Поставленная задача A — Представьте записи от строки с «Greenhouse-scouting request: tag the chimney» до конца записей включительно в виде CSV с двумя столбцами «текст» и «ответ», по одной строке на каждую запись. Каждое поле заключите в кавычки, а переносы строк внутри него замените пробелами.

Исходный текст —
* * *

И вот потекло одно за другим: степь – “Коронованная песней Королева королев”; “Замирает дождями омытое Королевство заоблачных звёзд”; чувство сыновней любви к Родине, природе, Земле – “Словно белокаменная церковь / Разумом души возведено”; “Трубящий свет, свет, на землю сошедший / С престола солнц…”. Вслед за этими архаическими синонимами возвышенного в стихи Примерова вливаются налипшие на них явно же не выстраданные лично лирические чувствования»[13] и т.д. Творчество Примерова противоречиво потому, продолжал Григорий Червяченко, что поэт ещё не преодолел романтику слова, заслоняющую романтику жизни.
Сборник «Румянец года» поэт сдал в издательство «Советский писатель», как упоминалось, ещё в 1969-м. Изначальное его название «Разрыв-трава» было изменено. В ноябре редактор отдела русской советской поэзии Владимир Семакин подготовил окончательное заключение, обобщая отзывы Олега Дмитриева и Ивана Баукова. В нём говорилось:
«Есенинские интонации встречаются лишь в отдельных строчках и какой-либо серьёзной помехой для издания стихов Б. Примерова, на мой взгляд, не являются, настолько явственна самобытность примеровской манеры письма.

* * *

Данные упражнения —
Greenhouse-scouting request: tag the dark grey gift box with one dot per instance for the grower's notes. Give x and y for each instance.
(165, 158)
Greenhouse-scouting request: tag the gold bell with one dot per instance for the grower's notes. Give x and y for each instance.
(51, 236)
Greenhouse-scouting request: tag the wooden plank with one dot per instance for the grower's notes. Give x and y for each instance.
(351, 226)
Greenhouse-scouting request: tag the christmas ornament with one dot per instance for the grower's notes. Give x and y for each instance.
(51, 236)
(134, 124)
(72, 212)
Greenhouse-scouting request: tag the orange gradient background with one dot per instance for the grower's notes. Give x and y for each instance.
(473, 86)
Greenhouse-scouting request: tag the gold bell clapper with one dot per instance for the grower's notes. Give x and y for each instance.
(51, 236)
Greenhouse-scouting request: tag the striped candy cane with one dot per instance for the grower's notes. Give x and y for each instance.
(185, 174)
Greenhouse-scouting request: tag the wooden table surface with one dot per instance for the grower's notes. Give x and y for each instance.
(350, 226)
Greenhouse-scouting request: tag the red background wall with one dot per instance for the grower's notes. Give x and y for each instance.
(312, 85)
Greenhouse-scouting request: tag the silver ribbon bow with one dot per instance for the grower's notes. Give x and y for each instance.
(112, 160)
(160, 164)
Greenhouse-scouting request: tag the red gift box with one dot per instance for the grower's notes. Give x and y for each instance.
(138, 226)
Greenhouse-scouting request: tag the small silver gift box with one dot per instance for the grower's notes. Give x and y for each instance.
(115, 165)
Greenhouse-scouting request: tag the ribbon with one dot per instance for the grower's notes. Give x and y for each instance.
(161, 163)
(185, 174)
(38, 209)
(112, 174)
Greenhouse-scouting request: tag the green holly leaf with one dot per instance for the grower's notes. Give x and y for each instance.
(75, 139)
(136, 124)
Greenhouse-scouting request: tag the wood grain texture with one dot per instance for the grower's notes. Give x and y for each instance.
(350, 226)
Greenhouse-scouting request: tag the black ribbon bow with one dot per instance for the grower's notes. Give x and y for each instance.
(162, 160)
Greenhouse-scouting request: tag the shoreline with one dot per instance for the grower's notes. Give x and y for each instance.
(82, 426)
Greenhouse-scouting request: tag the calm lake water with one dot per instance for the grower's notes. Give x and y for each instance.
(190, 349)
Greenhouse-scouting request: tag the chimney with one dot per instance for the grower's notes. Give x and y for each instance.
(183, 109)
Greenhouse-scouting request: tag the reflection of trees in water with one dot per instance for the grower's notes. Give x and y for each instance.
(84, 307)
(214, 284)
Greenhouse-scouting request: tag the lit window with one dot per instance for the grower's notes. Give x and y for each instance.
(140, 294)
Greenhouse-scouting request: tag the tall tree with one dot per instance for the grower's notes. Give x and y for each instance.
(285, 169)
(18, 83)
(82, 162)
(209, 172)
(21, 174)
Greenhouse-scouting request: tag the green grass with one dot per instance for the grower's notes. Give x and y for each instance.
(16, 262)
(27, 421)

* * *

Поставленная задача B — Продолжите текст о поэзии Примерова, начав сразу после последнего приведённого предложения.

Ответ на задание A —
текст,ответ
"Greenhouse-scouting request: tag the chimney with one dot per instance for the grower's notes. Give x and y for each instance.","(183, 109)"
"Greenhouse-scouting request: tag the reflection of trees in water with one dot per instance for the grower's notes. Give x and y for each instance.","(84, 307) (214, 284)"
"Greenhouse-scouting request: tag the lit window with one dot per instance for the grower's notes. Give x and y for each instance.","(140, 294)"
"Greenhouse-scouting request: tag the tall tree with one dot per instance for the grower's notes. Give x and y for each instance.","(285, 169) (18, 83) (82, 162) (209, 172) (21, 174)"
"Greenhouse-scouting request: tag the green grass with one dot per instance for the grower's notes. Give x and y for each instance.","(16, 262) (27, 421)"

Ответ на задание B —
Перед нами в первую очередь поэт-жизнелюб, утверждающий жизнь даже тогда, когда он пишет о смерти. Это мироощущение пронизывает всю рукопись. В стихах Примерова присутствует степное раздолье, откуда он родом, его лирический герой да и сам поэт как бы захлёбываются степным ветром и простором, стихи сложились как бы взахлёб – сказать надо о многом, виденном и перечувствованном, хочется сказать обо всём сразу и одновременно не забыть о главном. А главное в стихах Примерова – любовь к Родине, к степным просторам и землякам-степнякам. Виденное и пережитое как бы захлёстывает поэта, и он идёт к выражению сущности, казалось бы, окольным, а в самом деле наикратчайшим путём – через густую метафоричность, позволяющую выразить многогранность мыслей и чувств, весь комплекс их. Отсюда “импульсивность” его манеры письма, о которой говорит О. Дмитриев.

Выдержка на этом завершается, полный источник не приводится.